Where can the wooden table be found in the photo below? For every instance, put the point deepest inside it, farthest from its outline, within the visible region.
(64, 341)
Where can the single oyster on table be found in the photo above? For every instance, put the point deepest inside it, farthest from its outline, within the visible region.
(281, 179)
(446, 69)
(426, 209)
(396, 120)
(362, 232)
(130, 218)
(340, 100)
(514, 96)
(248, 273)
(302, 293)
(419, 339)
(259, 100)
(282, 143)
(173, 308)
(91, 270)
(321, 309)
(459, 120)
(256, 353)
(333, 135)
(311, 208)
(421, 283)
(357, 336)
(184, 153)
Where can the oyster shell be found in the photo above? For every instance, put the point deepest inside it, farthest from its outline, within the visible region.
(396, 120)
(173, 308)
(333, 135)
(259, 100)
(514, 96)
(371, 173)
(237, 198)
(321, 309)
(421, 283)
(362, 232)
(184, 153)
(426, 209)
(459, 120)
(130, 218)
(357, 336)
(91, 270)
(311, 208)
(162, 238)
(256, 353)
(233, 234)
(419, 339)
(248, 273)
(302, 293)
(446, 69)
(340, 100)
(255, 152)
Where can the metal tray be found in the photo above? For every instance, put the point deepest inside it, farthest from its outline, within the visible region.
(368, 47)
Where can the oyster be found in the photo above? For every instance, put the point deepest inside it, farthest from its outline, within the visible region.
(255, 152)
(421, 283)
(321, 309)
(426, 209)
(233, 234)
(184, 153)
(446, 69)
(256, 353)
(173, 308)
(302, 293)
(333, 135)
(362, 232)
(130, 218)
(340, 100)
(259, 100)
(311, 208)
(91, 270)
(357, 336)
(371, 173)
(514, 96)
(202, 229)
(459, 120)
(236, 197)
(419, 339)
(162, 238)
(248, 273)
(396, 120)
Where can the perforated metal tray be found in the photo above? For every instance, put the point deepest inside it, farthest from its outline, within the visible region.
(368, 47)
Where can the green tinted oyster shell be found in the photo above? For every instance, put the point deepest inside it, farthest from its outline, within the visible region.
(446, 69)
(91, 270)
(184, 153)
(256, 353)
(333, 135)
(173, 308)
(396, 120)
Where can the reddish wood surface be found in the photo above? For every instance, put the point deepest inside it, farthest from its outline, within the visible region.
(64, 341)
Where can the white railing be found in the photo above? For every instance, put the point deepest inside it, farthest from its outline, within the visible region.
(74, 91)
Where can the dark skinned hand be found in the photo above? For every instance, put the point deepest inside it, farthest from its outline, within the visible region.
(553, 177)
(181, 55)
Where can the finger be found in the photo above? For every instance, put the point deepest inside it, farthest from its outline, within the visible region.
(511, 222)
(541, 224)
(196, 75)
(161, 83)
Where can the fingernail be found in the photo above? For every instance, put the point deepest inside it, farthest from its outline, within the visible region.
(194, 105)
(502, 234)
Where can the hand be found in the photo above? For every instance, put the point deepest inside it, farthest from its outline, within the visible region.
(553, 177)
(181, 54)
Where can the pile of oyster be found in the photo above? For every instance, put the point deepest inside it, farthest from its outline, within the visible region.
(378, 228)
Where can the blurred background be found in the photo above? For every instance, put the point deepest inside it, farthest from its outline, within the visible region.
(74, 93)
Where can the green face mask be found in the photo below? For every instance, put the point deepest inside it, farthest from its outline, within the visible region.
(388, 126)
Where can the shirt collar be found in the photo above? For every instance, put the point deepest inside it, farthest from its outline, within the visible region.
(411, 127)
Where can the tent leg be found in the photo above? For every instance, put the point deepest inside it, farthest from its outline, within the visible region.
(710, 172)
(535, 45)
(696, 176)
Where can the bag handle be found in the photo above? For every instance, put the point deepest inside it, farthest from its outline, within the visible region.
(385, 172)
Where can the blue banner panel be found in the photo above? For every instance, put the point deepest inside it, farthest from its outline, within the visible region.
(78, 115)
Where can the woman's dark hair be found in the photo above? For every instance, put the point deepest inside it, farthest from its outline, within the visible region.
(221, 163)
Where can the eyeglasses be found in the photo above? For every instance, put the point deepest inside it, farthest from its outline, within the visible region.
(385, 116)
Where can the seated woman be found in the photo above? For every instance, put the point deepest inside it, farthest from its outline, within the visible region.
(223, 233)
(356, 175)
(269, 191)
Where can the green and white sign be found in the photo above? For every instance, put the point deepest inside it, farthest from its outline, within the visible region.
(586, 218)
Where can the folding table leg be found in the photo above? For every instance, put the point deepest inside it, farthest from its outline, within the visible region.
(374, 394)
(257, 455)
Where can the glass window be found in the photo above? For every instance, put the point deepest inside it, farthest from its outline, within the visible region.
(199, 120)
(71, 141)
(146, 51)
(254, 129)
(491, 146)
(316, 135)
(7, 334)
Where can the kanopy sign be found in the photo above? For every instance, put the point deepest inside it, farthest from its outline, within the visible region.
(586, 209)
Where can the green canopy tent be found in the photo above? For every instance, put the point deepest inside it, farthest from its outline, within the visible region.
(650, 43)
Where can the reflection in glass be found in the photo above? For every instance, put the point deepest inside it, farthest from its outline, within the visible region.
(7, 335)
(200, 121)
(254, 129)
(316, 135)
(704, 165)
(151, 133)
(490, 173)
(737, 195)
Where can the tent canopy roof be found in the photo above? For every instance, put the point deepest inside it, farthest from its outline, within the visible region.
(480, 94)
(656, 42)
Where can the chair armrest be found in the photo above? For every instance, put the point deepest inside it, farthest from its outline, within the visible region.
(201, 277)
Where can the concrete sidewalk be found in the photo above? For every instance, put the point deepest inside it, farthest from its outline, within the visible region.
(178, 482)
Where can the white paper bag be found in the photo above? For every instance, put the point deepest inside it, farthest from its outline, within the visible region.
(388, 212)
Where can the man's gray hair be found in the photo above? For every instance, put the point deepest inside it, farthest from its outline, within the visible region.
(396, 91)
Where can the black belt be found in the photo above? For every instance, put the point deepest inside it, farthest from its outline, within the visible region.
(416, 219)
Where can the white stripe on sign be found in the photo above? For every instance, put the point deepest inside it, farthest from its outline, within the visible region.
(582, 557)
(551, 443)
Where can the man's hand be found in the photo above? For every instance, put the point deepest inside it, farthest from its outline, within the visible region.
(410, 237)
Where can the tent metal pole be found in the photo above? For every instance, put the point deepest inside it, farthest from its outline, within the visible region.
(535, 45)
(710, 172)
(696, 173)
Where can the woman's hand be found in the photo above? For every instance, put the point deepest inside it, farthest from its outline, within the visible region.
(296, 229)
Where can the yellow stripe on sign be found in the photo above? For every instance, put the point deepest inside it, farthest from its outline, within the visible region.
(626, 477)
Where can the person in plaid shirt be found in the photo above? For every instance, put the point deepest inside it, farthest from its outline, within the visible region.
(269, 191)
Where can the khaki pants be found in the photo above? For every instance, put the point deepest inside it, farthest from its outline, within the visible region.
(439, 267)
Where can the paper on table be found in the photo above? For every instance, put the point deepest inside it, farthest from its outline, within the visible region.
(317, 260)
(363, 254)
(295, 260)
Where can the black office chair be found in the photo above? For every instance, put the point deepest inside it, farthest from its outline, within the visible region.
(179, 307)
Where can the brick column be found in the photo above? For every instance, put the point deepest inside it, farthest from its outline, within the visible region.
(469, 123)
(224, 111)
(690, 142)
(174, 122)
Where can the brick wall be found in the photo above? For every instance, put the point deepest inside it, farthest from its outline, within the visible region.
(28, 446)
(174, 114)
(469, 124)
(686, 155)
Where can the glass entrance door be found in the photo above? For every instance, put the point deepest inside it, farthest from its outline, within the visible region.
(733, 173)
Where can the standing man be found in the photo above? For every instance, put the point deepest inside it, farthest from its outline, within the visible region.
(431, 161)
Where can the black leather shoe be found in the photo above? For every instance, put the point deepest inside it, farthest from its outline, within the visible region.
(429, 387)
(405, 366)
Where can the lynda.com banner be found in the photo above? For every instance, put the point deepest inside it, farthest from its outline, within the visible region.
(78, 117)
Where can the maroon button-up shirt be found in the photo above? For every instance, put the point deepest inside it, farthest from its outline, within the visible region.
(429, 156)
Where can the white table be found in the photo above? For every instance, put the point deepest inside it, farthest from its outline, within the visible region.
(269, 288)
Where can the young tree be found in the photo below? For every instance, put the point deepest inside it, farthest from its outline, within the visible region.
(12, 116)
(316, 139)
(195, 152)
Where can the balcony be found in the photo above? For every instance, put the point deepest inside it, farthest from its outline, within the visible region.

----------------

All lines from the line containing "Where can the glass entrance" through the end of the listing above are to be duplicated exactly; include both ends and nothing further.

Where can the glass entrance door be found in the photo above? For every instance, put the point deepest inside it, farthest from its outline, within the visible region.
(733, 173)
Where can the standing man be found in the photo above? For every instance, put the point deepest inside it, farthest from its outline, within the visible region.
(431, 161)
Where can the black leather shoe be found in the photo above? For every instance, put the point deepest inside it, farthest from its outline, within the visible region.
(429, 387)
(405, 366)
Where can the lynda.com banner be found in the photo above? For every instance, put the point deepest inside it, farthest from its outline, within the visible region.
(78, 117)
Where can the maroon button-up shirt be found in the photo above? For every instance, put the point deepest inside it, farthest from its outline, within the visible region.
(429, 156)
Where can the white table be found in the photo above? For every instance, put the point deepest inside it, farthest from its outline, within the visible region.
(269, 288)
Where can the young tree be found in the photo below? For every instance, put the point deepest inside it, farthest from its outline, within the visible region.
(12, 116)
(316, 139)
(195, 152)
Where can the balcony be found in the photo above? For every instance, put the point deepest inside it, farthest from its outline, within the visible region.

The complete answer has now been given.